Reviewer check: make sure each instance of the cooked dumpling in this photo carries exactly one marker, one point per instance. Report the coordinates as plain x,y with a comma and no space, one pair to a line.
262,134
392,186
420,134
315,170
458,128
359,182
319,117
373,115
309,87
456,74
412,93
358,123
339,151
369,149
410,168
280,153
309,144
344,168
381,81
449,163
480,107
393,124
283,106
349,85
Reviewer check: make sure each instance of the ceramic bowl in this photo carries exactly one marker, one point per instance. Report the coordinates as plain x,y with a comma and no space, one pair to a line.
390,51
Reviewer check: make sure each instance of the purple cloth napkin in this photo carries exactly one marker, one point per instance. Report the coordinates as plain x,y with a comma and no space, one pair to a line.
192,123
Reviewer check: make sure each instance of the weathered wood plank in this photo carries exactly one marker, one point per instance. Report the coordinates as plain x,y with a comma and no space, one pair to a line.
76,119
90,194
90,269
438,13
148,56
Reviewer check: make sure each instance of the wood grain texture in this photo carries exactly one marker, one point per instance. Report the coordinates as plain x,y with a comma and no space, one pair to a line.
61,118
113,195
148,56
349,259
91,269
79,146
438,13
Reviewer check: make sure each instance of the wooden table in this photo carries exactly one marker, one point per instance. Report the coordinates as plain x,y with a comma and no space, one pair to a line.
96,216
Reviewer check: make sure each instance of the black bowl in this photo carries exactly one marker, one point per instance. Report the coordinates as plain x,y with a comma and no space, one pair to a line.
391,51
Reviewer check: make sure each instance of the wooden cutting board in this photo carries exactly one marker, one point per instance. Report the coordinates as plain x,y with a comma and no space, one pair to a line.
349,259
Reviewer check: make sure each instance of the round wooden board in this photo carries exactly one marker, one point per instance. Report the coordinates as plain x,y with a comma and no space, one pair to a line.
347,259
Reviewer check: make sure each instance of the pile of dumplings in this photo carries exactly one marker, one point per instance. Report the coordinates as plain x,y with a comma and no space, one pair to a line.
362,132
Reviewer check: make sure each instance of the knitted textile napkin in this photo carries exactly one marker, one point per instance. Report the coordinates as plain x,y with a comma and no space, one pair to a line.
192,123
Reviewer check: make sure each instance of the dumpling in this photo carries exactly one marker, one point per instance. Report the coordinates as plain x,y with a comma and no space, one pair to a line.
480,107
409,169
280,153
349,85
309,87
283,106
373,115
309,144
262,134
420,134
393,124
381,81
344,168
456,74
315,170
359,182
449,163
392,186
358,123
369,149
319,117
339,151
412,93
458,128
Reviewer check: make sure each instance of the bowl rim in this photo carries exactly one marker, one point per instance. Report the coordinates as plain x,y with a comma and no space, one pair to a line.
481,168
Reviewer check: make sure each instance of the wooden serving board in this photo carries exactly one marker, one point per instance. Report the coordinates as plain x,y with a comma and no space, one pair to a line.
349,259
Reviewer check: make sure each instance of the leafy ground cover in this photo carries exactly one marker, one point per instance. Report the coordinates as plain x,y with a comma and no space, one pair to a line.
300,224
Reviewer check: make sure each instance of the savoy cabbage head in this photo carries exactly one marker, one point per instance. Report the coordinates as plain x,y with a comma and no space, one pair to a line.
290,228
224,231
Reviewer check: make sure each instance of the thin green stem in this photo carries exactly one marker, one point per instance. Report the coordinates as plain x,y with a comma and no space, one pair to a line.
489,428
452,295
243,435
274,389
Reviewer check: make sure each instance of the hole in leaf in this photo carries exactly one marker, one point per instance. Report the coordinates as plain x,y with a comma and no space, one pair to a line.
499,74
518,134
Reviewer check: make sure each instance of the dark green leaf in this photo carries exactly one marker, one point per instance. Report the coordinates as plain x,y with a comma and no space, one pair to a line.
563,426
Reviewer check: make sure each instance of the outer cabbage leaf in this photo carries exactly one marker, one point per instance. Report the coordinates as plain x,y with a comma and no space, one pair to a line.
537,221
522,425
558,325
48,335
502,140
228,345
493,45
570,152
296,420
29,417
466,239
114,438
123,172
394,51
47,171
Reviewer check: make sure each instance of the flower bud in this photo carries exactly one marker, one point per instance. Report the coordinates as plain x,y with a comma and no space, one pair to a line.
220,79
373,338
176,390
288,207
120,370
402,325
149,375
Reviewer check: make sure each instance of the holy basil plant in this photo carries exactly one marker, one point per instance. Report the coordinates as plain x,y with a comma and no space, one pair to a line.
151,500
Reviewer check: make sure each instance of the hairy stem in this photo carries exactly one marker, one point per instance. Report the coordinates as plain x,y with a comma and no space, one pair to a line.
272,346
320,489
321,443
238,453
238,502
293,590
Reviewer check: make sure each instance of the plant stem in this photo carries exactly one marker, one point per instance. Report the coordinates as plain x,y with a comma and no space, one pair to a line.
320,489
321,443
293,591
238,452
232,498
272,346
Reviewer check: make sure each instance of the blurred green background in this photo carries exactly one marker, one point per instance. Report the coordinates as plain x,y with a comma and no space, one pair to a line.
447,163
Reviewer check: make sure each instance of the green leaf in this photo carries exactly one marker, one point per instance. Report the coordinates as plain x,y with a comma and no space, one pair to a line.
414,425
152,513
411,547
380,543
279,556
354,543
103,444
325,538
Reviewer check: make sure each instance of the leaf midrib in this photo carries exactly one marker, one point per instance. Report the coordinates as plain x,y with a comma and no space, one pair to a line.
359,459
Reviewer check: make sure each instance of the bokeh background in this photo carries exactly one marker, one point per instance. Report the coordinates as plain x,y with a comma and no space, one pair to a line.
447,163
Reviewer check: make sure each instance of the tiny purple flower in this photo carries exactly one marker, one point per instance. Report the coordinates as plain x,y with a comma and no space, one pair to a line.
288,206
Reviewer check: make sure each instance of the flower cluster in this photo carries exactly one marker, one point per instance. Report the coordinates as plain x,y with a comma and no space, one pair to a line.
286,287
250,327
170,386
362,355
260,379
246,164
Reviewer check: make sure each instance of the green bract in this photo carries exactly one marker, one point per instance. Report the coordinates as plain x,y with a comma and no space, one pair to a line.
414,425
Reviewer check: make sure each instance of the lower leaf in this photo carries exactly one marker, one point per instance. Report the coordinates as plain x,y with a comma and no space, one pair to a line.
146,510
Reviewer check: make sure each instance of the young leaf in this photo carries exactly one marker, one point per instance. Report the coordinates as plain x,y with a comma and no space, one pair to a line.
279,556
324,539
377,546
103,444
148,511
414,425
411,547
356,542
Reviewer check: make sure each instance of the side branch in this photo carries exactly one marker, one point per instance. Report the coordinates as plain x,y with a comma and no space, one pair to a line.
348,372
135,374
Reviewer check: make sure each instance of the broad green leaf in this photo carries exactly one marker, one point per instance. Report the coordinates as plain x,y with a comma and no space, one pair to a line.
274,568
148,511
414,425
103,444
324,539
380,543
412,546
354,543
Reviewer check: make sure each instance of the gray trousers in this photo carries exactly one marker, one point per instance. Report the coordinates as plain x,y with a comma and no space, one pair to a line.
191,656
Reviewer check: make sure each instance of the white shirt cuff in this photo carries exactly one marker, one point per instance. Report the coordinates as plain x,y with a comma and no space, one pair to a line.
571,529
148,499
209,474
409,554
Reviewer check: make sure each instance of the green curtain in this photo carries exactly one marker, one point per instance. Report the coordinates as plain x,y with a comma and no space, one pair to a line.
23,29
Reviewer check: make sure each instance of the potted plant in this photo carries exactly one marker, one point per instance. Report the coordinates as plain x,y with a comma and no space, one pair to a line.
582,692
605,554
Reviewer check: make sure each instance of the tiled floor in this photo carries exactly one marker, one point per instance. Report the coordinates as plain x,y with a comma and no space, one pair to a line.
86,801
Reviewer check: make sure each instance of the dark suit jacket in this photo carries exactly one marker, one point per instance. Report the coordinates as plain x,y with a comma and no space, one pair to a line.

» STATED EXERCISE
From the line that contains "Reviewer check: make sure each instance of the broad" down to the last line of the listing above, repeat each line exactly, and include nothing else.

» SOLUTION
Reviewer check: make sure each instance of the broad green leaf in this photo carries exactly one marker, one point per instance. Report the coordinates as plain x,y with a comma and no space, one pair to a line.
274,568
148,511
414,425
103,444
324,539
380,543
412,546
354,543
Reviewer check: make sure each instance of the gray trousers in this photo carries exactly one marker, one point per instance. Report the coordinates as plain x,y with a comma and no space, one pair to a line.
191,656
Reviewer check: make sure each instance of the white shirt cuff in this photo carries exactly one marker, one point per instance. Report the coordinates as plain x,y with a comma and no space, one pair to a line.
571,529
148,499
209,474
409,554
Reviewer check: make sure each instance of the green curtain in this photo carries exactly one marker, one point per instance. Report the coordinates as plain x,y with a comma and no space, one pair to a line.
23,29
Reviewer check: make sure each instance of the potted plant in this photo carries exactly one marker, one point per instance. Report the coordinates as plain x,y with a comma and no space, one pair to a line.
582,692
605,554
Reviewer check: make sure each instance of the tiled floor in this photo carries exactly one marker, one point per instance. Report the coordinates as plain x,y with a comma and no space, one pair to a line.
86,801
Reviewer check: make sure each instance of the dark suit jacket in this photo carries exactly one marker, one point per instance. Report the coordinates as plain x,y with a comma and no space, one pair to a line.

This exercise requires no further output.